── Records for this exercise ──
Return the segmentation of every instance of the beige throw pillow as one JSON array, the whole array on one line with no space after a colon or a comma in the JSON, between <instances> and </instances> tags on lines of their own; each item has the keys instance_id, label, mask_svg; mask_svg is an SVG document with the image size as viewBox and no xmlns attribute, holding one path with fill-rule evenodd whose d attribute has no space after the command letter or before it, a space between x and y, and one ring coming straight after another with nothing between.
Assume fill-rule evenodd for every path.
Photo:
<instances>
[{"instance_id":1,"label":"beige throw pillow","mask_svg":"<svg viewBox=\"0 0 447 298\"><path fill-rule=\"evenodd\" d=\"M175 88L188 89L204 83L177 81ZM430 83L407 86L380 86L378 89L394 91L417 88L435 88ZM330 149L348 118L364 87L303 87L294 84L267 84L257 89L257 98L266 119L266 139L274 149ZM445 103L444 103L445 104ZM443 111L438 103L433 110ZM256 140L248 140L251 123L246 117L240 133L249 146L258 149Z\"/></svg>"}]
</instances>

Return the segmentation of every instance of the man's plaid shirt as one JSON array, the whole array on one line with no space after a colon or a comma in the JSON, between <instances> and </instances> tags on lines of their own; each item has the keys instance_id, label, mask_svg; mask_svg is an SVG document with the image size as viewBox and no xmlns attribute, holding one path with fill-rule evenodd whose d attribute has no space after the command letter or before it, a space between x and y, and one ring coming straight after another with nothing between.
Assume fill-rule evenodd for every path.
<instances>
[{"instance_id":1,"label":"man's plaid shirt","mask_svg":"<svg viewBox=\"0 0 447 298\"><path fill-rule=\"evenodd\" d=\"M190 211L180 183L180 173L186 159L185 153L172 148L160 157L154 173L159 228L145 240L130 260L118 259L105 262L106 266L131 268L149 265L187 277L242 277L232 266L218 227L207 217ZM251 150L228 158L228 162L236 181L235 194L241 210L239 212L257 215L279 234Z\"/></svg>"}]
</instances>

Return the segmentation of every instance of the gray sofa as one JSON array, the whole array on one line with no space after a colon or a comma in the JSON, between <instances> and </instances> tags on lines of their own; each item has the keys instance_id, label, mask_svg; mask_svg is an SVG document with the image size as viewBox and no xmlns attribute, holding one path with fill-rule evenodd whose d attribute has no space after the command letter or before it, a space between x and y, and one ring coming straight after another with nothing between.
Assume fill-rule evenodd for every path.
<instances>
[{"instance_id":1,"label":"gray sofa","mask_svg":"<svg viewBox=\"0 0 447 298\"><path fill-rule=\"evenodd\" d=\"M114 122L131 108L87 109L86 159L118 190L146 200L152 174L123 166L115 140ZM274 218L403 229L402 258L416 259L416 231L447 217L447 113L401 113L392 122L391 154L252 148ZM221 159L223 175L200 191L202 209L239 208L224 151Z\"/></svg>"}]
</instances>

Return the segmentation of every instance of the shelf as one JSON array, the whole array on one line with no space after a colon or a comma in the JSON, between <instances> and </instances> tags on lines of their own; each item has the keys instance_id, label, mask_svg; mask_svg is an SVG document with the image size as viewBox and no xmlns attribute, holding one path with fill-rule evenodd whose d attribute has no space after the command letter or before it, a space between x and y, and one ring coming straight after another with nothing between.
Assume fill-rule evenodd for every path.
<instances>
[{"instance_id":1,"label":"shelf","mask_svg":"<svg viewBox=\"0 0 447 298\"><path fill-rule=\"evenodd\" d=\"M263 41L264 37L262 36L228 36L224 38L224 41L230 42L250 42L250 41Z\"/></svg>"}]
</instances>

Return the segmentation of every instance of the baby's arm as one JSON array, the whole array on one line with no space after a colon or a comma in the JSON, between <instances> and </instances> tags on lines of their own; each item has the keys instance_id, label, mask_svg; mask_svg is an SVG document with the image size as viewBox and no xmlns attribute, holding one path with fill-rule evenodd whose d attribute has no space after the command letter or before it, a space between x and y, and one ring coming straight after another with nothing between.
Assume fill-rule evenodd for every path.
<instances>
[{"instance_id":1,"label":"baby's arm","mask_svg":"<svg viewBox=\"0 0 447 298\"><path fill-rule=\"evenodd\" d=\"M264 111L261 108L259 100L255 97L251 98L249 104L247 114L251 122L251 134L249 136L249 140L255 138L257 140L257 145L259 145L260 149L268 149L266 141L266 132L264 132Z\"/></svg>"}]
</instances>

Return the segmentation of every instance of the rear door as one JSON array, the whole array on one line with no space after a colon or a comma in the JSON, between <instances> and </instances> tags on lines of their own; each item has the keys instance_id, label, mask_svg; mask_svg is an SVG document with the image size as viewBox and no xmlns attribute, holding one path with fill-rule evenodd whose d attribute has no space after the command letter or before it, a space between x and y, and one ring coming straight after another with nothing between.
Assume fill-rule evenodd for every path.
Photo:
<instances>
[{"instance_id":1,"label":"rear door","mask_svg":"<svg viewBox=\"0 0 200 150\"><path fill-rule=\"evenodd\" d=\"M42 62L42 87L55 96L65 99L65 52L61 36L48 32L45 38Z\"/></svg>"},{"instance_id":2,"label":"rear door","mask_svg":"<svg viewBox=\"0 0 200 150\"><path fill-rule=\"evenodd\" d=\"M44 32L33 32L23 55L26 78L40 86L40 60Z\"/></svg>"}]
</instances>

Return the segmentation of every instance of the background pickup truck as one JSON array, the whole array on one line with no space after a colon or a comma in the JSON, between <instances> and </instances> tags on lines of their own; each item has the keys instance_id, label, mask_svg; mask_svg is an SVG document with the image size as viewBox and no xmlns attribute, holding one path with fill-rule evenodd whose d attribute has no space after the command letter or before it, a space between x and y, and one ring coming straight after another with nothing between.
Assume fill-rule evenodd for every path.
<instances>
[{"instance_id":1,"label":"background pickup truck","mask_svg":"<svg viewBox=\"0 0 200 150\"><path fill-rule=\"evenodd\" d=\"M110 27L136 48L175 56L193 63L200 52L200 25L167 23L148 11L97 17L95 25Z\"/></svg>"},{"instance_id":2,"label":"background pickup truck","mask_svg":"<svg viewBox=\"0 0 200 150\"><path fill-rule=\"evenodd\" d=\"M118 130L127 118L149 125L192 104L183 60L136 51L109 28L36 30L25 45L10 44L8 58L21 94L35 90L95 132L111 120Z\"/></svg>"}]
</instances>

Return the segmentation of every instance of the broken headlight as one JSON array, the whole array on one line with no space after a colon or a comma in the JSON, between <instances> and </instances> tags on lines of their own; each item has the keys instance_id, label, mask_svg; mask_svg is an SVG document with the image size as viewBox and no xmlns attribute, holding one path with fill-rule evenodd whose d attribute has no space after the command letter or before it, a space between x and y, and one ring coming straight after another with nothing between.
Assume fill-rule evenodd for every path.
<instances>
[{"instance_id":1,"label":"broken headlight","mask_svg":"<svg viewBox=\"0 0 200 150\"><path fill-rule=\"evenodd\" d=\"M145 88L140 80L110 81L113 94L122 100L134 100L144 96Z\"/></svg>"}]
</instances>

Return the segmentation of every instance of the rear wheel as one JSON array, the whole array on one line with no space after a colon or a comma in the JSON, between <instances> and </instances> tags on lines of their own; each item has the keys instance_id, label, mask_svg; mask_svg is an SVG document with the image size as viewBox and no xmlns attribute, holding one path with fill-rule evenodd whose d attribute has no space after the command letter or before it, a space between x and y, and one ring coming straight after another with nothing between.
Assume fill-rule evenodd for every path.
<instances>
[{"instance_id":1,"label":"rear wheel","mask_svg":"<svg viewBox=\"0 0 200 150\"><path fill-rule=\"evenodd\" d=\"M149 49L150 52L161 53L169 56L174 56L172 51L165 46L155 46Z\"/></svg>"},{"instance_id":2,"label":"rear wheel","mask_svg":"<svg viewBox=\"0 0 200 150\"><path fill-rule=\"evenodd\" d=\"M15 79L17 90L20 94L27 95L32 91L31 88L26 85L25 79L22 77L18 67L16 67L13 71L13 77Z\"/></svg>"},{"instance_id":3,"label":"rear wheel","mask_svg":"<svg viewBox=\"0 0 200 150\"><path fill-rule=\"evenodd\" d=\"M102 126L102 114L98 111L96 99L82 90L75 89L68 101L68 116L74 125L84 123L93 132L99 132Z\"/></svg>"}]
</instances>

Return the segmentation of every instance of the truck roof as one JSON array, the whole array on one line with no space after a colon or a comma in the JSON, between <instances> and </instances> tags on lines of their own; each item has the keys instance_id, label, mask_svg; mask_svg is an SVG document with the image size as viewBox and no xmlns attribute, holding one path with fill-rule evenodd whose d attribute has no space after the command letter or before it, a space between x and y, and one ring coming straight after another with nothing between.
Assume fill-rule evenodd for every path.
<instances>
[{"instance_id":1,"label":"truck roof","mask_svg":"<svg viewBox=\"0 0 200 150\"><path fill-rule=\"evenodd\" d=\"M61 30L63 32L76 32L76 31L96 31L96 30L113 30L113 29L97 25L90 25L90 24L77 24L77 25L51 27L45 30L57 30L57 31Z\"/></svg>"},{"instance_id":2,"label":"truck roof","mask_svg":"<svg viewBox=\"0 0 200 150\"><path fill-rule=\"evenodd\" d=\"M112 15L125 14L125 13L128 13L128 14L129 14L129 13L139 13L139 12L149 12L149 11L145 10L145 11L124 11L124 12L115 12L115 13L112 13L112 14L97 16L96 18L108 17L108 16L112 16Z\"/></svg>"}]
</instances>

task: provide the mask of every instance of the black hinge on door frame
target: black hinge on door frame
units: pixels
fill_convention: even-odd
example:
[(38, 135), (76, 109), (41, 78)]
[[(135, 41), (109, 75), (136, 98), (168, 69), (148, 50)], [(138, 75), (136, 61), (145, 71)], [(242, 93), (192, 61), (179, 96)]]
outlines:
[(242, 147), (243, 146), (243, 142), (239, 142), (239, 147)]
───
* **What you are asked to do**: Rewrite the lines from the one with "task: provide the" up to and including the last line of the listing, substituting "metal hinge" for "black hinge" and leaving everything else unchanged.

* **Response for this exercise**:
task: provide the mask of every instance of the metal hinge on door frame
target: metal hinge on door frame
units: pixels
fill_convention: even-odd
example:
[(38, 135), (76, 109), (41, 78)]
[[(135, 41), (109, 75), (136, 98), (168, 69), (148, 50)], [(138, 75), (136, 61), (145, 71)], [(242, 93), (192, 61), (179, 96)]]
outlines:
[(242, 147), (243, 146), (243, 142), (239, 142), (239, 147)]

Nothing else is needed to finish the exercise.